Short task.
Gather every line in the records below that contains the string "floor", and copy each one unchanged.

The records.
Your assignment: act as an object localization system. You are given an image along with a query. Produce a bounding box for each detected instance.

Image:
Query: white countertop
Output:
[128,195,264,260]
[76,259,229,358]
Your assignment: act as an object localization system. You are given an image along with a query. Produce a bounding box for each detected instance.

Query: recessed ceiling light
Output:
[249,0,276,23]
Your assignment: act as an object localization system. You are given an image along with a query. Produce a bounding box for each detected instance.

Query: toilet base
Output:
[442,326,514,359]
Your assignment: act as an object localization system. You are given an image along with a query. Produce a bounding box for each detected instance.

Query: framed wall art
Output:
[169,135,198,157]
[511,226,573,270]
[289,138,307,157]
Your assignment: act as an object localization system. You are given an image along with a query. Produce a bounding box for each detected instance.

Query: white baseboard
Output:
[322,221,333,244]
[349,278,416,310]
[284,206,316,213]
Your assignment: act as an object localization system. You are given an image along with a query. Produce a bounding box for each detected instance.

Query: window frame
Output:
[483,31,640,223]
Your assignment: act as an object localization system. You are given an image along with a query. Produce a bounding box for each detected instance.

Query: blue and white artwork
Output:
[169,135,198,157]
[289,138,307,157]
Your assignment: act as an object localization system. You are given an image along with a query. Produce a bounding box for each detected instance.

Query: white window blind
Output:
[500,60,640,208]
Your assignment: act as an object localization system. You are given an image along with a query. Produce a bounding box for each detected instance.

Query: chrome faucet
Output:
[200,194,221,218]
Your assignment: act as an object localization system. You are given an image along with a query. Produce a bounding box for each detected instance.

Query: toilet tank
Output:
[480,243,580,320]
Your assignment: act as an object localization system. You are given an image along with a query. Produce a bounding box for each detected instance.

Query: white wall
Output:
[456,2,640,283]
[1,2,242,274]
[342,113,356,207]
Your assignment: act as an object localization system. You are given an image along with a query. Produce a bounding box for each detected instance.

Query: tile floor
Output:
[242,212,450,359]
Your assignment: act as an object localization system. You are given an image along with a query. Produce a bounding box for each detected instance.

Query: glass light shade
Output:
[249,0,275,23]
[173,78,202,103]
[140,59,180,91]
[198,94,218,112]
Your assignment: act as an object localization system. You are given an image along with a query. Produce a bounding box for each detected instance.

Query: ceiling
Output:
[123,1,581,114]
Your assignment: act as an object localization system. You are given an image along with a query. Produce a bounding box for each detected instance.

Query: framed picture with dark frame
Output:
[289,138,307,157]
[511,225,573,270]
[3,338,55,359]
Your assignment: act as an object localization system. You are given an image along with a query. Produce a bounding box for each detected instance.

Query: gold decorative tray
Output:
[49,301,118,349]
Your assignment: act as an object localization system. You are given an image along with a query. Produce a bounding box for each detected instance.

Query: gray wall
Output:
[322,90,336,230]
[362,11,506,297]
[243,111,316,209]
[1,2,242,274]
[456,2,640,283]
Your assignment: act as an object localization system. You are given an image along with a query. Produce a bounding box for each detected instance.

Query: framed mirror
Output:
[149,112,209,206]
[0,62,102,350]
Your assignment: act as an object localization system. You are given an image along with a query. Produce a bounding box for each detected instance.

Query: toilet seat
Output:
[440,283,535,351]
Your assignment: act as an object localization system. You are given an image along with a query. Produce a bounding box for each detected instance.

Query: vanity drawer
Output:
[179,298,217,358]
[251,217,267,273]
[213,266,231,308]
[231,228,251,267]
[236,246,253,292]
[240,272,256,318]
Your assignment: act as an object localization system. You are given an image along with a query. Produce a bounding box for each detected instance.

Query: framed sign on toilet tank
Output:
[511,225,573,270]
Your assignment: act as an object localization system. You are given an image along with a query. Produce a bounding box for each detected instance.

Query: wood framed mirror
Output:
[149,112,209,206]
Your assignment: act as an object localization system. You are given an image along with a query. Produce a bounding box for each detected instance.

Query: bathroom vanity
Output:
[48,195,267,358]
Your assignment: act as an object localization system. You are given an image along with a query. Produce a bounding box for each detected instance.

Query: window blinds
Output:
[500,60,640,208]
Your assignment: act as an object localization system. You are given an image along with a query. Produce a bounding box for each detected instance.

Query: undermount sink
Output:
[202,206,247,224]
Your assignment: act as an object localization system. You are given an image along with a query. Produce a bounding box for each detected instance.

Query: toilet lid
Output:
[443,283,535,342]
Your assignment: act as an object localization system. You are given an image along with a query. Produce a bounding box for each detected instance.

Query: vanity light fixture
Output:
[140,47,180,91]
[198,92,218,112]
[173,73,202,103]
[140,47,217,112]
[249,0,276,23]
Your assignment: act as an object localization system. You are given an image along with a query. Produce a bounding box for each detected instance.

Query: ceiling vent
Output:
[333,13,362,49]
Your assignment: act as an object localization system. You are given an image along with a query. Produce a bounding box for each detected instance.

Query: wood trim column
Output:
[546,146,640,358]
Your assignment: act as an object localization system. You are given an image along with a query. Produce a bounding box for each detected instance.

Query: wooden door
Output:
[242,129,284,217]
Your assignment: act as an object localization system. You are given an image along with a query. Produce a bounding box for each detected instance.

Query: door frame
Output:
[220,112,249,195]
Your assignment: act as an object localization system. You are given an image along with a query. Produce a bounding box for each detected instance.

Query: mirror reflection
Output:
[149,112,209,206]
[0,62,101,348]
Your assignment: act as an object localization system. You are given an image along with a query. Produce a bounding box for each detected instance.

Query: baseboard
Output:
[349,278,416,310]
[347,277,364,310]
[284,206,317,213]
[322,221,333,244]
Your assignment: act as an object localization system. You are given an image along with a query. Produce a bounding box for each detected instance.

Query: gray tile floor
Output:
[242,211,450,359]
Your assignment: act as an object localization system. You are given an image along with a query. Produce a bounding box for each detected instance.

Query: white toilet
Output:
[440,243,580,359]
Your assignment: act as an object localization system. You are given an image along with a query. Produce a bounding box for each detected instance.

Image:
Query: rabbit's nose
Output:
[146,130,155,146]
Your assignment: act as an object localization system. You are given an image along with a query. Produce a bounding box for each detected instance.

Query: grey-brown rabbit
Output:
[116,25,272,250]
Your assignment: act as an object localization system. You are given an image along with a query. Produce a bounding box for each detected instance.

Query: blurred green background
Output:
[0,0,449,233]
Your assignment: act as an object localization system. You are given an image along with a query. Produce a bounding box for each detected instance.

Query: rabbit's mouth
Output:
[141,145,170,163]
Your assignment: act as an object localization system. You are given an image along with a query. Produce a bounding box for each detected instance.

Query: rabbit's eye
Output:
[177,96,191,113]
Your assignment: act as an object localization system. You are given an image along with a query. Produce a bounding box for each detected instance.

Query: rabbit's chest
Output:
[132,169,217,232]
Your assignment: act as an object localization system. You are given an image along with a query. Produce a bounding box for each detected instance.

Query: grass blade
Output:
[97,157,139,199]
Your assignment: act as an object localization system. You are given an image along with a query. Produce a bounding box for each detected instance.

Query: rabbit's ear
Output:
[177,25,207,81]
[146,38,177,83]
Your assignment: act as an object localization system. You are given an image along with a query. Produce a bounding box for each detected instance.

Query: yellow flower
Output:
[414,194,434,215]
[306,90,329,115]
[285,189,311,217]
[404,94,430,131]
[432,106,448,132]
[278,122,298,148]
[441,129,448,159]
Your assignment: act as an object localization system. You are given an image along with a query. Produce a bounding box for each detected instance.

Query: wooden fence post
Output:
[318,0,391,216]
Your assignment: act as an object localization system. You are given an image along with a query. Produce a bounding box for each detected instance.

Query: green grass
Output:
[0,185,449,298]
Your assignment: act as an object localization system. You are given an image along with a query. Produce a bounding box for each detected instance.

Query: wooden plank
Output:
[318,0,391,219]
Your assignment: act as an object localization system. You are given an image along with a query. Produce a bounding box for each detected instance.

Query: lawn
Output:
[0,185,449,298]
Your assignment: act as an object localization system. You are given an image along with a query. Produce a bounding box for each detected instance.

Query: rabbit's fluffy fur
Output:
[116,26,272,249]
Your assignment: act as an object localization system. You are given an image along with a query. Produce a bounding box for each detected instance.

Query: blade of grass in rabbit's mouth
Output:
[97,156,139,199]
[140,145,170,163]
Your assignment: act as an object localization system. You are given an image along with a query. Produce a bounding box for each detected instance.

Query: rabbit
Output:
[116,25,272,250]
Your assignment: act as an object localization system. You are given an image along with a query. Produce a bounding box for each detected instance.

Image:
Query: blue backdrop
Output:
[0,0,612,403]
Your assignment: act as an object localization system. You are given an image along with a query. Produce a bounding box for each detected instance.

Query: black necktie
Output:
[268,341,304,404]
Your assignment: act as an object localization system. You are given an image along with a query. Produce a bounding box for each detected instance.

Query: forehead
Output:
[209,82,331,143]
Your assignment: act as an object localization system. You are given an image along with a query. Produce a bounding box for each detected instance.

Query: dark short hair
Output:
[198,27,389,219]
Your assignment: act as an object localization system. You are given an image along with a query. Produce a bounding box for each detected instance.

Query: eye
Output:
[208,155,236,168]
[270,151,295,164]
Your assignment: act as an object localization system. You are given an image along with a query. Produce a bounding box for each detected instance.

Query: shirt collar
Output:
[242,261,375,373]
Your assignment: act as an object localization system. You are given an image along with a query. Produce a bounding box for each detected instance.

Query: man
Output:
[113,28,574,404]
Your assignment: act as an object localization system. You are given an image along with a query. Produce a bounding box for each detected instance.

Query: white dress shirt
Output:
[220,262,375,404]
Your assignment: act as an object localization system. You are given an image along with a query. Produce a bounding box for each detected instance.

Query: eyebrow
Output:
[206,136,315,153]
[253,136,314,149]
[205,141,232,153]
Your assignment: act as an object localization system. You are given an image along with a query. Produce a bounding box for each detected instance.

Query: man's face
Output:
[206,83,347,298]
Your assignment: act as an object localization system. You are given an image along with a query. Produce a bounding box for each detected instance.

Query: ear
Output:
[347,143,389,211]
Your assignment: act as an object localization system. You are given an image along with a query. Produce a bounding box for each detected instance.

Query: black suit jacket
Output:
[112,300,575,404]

The answer.
Query: tile floor
Query: gray tile floor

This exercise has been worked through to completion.